◆ **Textauszug**
########################################

# Logitech G35



## PC-Flo (15. Januar 2010)

Hallo,

nun bin ich auch ein Besitzer eines Logitech G35 Headsets.

Das Ding ist auch spitze nur habe ich ebenfalls den bekannen Serienfehler

--> Der Piepton in der rechten Ohrmuschel, sobald das Micro aktiv/stumm ist. (TS/Skype...)

Lösung:
Micro Qualli runter stellen.
G35 an einen USB Hub mit externen Stromversorgung anschließen
Das HS soweit wie möglich von Maus und Tastatur anstecken

Ich habe ein G35 mit dem PID 926 erwischt.
Alle/die meisten G35 die eine PID unter 944 haben diesen Fehler!

Logitech hat sich in einem englischen Forum darüber geäusert.
Dass sie alle Produkt mit Produktfehler annehmen und gegen ein neues umtauschen.

Hätte dazu paar Fragen.

Hab mein HS im INet gekauft und dazu keine Rechnung bekommen.
Braucht man eine Rechnung wenn ichs an Logitech zurück schicke?
Haben die von Logitech schon die neue Lieferung bekommen? (sprich PID 944+, ohne Fehler)
Wie lange muss man ca. auf sein neues HS warten?

Danke
MfG


----------



## Asoriel (15. Januar 2010)

Logitech ist sehr kulant was den Kundensupport angeht. Du brauchst keine Rechnung, trotzdem sollte eigentlich eine dabei gewesen sein, wenn du in einem Shop gekauft hast. Wo hast du denn bestellt?

Logitech braucht nur die Nummern auf dem Gerät selbst, das genügt.



Der Austausch sollte recht schnell gehen, ich tippe auf ca. eine Woche, höchstens zwei. Da sie das Problem selbst kennen, werden sie dir wohl kaum eins zurückschicken, welches den selben Fehler hat, für so gescheit halte ich sie.


----------



## PC-Flo (15. Januar 2010)

Der Verkäufer ist

KG-Computer GbR

über Amazon bestellt.

Ich denke auch, dass Logitech da sehr kulant ist. 
Sie haben es auch schon bestätigt, dass sie die HS umtauschen... 
nur weiß ich nicht ob Sie überhaupt schon die neue Lieferung mit den funktionierenden HS haben. (also PID über 944)

########################################

◆ **Vorliegende Zeilen**
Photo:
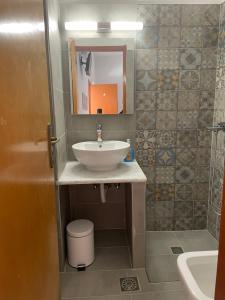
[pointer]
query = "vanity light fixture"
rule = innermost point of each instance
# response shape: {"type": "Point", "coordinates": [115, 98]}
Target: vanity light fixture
{"type": "Point", "coordinates": [103, 27]}
{"type": "Point", "coordinates": [81, 26]}
{"type": "Point", "coordinates": [121, 25]}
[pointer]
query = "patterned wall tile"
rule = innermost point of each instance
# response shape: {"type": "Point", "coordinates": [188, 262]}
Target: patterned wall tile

########################################

◆ **Aufgabenstellung**
1) Gib aus der Diskussion zum Logitech G35 alles von „Das Ding ist“ bis hinunter zu „ein neues umtauschen.“ wortgetreu wieder.
2) Beantworte anhand der Diskussion zum Logitech G35 die folgenden Fragen.
(a) Welche PID hat das Headset von PC-Flo?
(b) Wie lange dauert der Austausch nach der Schätzung von Asoriel?
(c) Über welche Plattform wurde das Headset bestellt?

◆ **Lösungen**
1)
Das Ding ist auch spitze nur habe ich ebenfalls den bekannen Serienfehler

--> Der Piepton in der rechten Ohrmuschel, sobald das Micro aktiv/stumm ist. (TS/Skype...)

Lösung:
Micro Qualli runter stellen.
G35 an einen USB Hub mit externen Stromversorgung anschließen
Das HS soweit wie möglich von Maus und Tastatur anstecken

Ich habe ein G35 mit dem PID 926 erwischt.
Alle/die meisten G35 die eine PID unter 944 haben diesen Fehler!

Logitech hat sich in einem englischen Forum darüber geäusert.
Dass sie alle Produkt mit Produktfehler annehmen und gegen ein neues umtauschen.

2)
(a) Das Headset hat die PID 926.
(b) Der Austausch dauert nach dieser Schätzung ca. eine Woche, höchstens zwei.
(c) Das Headset wurde über Amazon bestellt.